■ PROBLEM DETAILS:
Convert the items in the stretch from the line containing "As a warehouse robot's perception module, locate dog's eye" through the line containing "2, 2, 593, 397" into a two-column CSV headed label_request and bounding_boxes, with one row per item. Put each text and its answer in its own quoted field, with line breaks replaced by spaces.
>>>
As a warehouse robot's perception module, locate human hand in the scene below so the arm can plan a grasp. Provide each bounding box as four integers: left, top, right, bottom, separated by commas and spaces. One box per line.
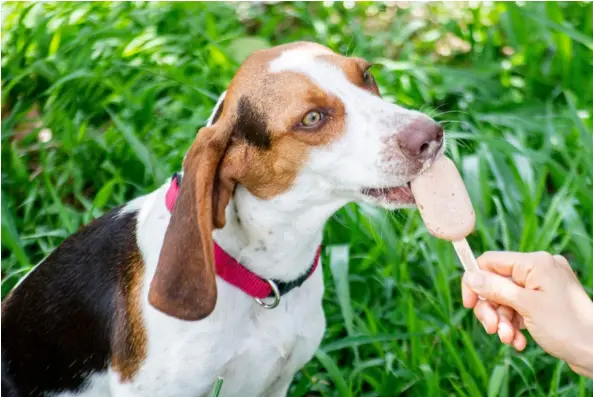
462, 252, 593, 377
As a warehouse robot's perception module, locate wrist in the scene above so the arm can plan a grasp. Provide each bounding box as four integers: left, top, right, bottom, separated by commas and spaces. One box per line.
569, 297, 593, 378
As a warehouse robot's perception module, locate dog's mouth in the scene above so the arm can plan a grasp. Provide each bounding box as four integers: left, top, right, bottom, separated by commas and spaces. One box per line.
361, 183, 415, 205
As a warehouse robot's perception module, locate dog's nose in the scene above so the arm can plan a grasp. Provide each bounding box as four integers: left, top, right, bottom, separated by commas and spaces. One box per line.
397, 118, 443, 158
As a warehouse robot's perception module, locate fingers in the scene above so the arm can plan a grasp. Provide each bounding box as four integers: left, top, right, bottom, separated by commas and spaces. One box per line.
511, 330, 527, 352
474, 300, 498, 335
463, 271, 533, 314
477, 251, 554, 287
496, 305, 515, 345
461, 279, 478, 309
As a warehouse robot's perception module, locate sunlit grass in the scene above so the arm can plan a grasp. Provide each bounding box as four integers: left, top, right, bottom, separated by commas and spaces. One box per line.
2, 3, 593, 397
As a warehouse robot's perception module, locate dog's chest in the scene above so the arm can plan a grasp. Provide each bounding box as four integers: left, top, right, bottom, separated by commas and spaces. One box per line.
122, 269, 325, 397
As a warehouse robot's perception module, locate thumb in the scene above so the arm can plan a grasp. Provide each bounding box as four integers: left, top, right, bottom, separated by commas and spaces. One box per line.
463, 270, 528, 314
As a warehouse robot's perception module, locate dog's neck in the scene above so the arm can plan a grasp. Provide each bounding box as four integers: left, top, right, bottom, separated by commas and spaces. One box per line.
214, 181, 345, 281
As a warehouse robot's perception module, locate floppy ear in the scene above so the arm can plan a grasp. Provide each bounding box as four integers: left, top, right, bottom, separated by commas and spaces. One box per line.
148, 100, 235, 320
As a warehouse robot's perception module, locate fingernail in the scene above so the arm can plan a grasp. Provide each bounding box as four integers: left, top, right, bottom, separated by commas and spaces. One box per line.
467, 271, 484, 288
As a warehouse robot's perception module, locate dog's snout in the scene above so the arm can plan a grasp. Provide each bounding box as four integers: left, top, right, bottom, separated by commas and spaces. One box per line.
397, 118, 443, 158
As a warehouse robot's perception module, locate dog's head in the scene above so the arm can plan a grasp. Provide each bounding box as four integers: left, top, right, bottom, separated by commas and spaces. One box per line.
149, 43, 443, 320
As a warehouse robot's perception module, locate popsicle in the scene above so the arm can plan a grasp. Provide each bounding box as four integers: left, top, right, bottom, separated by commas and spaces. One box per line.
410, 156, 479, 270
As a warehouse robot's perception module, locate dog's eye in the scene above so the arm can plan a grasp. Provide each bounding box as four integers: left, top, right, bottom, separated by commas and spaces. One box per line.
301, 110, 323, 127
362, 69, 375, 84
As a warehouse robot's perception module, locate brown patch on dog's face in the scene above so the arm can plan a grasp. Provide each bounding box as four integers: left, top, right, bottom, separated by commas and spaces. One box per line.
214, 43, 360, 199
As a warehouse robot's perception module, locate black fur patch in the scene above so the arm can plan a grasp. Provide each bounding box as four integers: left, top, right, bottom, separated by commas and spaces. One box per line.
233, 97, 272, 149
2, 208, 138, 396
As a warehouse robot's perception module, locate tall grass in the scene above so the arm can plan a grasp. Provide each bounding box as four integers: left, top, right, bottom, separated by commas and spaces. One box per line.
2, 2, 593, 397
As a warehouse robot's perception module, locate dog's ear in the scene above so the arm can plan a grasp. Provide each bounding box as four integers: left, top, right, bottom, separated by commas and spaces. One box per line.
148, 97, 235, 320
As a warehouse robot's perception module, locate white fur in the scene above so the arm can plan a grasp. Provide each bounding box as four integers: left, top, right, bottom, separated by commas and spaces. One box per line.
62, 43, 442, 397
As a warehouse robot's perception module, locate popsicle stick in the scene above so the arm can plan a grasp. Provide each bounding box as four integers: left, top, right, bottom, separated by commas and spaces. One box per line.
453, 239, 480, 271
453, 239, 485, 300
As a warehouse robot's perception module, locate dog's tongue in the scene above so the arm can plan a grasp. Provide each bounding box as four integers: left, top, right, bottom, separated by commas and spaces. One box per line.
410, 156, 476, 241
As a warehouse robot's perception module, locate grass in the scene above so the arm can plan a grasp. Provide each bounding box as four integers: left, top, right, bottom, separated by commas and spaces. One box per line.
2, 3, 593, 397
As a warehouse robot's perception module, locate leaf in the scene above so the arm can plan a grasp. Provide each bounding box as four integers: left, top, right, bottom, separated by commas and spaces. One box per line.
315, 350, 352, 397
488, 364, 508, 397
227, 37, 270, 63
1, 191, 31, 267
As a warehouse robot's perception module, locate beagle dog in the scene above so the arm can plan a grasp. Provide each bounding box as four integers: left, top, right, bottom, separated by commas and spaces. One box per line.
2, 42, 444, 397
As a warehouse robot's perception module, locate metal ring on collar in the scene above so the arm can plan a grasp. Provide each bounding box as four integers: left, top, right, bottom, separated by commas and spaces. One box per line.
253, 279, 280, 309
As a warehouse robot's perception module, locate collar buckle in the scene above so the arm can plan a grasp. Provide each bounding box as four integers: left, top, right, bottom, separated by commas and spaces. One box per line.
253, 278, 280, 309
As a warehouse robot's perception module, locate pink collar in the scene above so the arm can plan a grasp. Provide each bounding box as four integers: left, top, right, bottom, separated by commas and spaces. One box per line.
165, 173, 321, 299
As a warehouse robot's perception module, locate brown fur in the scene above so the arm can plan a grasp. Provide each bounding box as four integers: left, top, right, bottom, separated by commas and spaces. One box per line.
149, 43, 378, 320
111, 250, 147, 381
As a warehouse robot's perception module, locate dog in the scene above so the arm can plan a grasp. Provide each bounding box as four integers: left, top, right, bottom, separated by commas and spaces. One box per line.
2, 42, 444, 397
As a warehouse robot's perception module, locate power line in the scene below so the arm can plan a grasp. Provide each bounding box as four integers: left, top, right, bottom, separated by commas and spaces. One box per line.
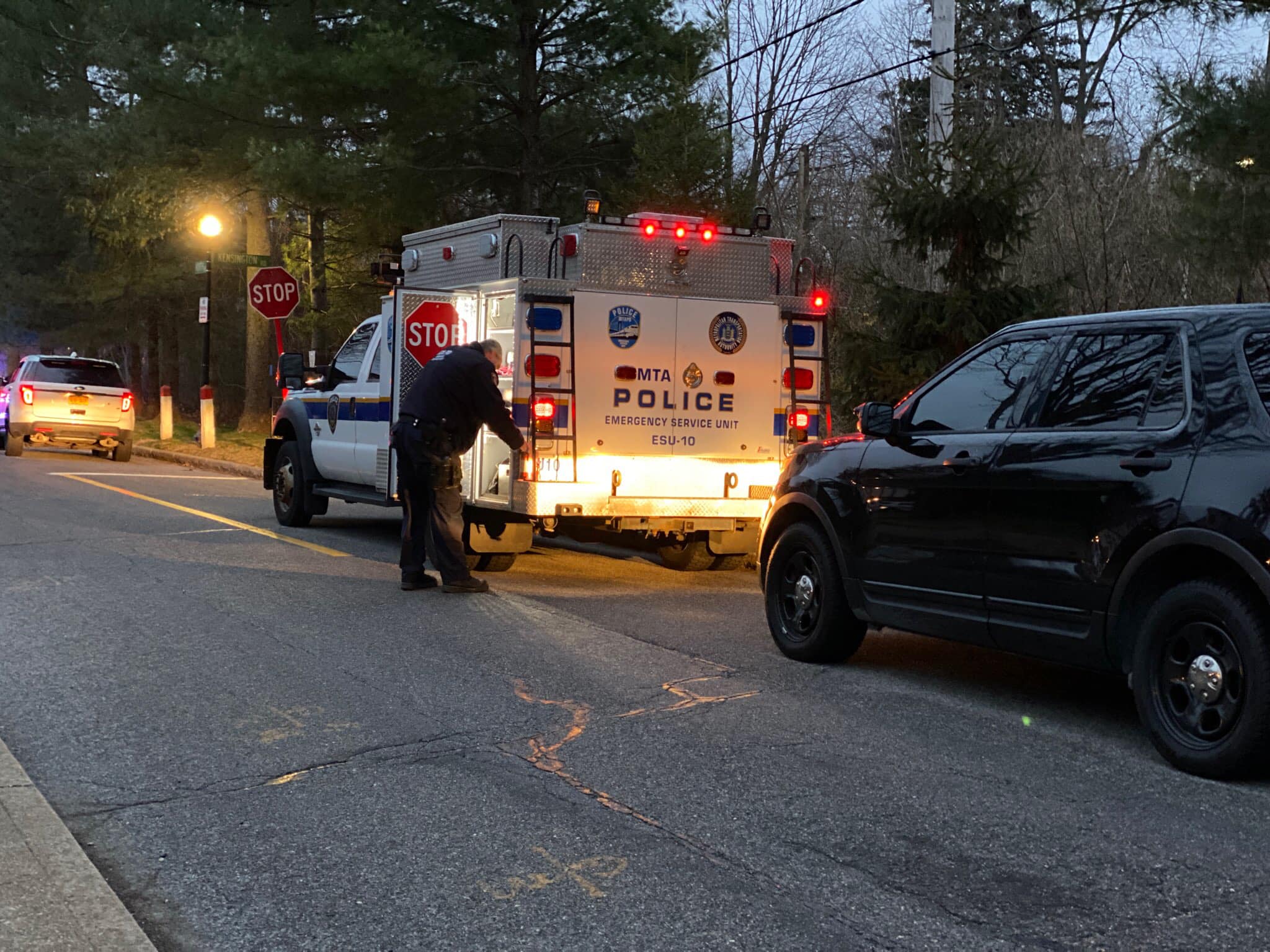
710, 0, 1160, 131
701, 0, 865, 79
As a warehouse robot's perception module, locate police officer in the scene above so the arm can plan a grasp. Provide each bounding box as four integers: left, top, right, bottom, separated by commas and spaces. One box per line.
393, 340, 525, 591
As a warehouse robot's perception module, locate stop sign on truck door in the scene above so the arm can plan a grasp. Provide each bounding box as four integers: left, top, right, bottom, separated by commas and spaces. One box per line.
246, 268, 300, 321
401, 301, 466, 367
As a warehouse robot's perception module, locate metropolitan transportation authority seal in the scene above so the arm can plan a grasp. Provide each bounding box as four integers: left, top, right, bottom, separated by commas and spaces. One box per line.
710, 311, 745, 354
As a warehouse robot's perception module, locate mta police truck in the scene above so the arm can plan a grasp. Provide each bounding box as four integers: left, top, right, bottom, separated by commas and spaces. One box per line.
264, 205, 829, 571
<<<
■ SOLUTION TO THE EXERCISE:
label_request,bounding_boxes
"As a warehouse robot's perception module, locate dog's eye in the scene above so the arm can plan a grasp. Provide each bounding box as four integers: left, top, right, bottom, separated by commas and spaces. One box per line.","301, 110, 323, 127 362, 69, 375, 84"
"As a warehouse robot's perception module, locate brown patch on dog's face in the scene above so the arm can plan a grasp. Provide each bounding box as four integers: left, top, right, bottom, separated by commas and spaces. One box per line.","214, 43, 360, 199"
"As a warehouse robot's perception module, locate black fur patch in the scene above so the arm can plan a grasp. Provide each bounding box as four integers: left, top, right, bottom, separated by commas and spaces. One box per line.","233, 97, 272, 149 2, 208, 138, 396"
"As a warehouse robot's perception module, locate tall grass in the scene above so the arm can plan a grasp. Provide each bounding box as four integers: left, top, right, bottom, separated by commas and spaces. One box per line.","2, 2, 593, 397"